__Reportagem__:
Milei é eleito presidente e inaugura novo momento político na Argentina

Economista ultraliberal que ficou famoso na TV chega ao poder com discurso incendiário antipolítica e propostas como fechar o BC e dolarizar a economia
Onze pontos percentuais de diferença (quando se esperava disputa maior) e mais votado em vinte das 23 províncias que compõem o país: os argentinos pediram Milei. (Foto: reprodução)

O economista ultraliberal Javier Milei, do partido A Liberdade Avança, venceu neste domingo (19) a eleição para a Presidência da Argentina.

Com 97% das urnas apuradas, Milei tem 55,76% dos votos, contra 44,23% de Sergio Massa, ministro da Economia e candidato governista.

A diferença superior a 11 pontos percentuais (quase 3 milhões de votos) surpreende, porque as pesquisas indicavam um cenário mais acirrado.

Cerca de 26 milhões de argentinos votaram, 76,3% do total. Milei foi mais votado em 20 das 23 províncias do país, além da capital Buenos Aires, que é uma cidade autônoma.

Primeiro discurso

“Hoje começa a reconstrução da Argentina”, disse o presidente eleito no primeiro discurso. Milei agradeceu ao ex-presidente Mauricio Macri e à ex-candidata Patricia Bullrich, que decidiram apoiá-lo no segundo turno. “Colocaram o corpo para defender a mudança de que a Argentina necessita”, afirmou.

No primeiro discurso como presidente eleito, Milei foi mais contido do que costuma ser. Pregou pautas liberais e criticou a classe política, mas adotou um tom mais conciliador. Não mencionou suas propostas mais radicais, como dolarizar a economia, nem detalhou medidas que pretende tomar.

Disse que é uma noite histórica e que considera um milagre a Argentina ter um presidente “liberal e libertário”.

“Hoje começa o fim da decadência argentina, termina o modelo empobrecedor do Estado onipresente”, disse ele. “A Argentina tem futuro, e esse futuro é liberal”, afirmou. “Se abraçamos essas ideias, não vamos apenas poder resolver os problemas de hoje, mas dentro de 35 anos voltaremos a ser uma potência mundial.”

“A situação da Argentina é crítica. Não há lugar para gradualismos nem para fraqueza, não há lugar para meias medidas”, disse. “Se não avançarmos rápido com as mudanças estruturais de que a Argentina necessita, nos dirigimos para a pior crise da nossa história”, acrescentou.

__Instruções do exercício__:
Responda, com base na reportagem:
(a) Que percentual de votos Sergio Massa obteve com 97% das urnas apuradas?
(b) Aproximadamente quantos argentinos votaram?
(c) A quais duas pessoas Milei agradeceu no primeiro discurso como presidente eleito?

__Dados registrados__:
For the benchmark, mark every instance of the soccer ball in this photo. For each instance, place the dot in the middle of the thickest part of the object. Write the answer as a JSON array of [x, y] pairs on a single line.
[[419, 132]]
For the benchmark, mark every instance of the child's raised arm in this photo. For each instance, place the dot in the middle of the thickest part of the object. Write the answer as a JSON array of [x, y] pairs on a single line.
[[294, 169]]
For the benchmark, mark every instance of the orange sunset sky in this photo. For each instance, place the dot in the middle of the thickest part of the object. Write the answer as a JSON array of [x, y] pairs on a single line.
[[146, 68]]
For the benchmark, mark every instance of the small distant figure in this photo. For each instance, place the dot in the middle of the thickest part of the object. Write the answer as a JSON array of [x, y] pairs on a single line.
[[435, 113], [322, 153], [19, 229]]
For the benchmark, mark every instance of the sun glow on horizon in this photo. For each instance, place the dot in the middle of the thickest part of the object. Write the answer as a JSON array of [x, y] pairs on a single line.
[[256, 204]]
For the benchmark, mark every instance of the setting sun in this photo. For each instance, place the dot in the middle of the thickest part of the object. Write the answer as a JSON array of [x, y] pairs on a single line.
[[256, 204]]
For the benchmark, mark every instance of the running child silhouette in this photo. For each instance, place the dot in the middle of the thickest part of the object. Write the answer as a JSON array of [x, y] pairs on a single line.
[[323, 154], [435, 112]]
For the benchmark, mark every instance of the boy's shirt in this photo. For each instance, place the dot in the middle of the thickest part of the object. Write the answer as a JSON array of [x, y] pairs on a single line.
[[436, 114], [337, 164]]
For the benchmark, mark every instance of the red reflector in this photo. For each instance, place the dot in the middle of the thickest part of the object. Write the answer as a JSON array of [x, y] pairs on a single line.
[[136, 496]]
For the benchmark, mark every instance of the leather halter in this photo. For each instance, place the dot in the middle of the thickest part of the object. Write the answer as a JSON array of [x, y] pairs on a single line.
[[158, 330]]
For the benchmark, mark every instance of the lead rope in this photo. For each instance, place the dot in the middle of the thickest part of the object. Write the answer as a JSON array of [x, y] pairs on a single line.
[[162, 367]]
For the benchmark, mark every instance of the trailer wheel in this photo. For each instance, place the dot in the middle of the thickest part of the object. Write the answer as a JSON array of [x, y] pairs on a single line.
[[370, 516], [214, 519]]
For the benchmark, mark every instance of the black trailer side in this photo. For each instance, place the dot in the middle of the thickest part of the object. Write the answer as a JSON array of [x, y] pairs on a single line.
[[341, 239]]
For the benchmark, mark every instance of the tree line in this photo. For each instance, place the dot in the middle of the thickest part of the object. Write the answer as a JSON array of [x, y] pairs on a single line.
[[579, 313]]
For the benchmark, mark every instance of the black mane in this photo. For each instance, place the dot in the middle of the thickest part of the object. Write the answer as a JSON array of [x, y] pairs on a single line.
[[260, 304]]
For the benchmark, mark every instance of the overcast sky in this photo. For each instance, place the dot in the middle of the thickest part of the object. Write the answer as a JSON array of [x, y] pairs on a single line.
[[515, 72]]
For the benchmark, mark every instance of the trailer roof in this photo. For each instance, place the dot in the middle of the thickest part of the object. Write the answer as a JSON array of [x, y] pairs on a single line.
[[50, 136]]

__Resposta comentada__:
(a) 44,23% dos votos.
(b) Cerca de 26 milhões, o equivalente a 76,3% do total.
(c) Ao ex-presidente Mauricio Macri e à ex-candidata Patricia Bullrich.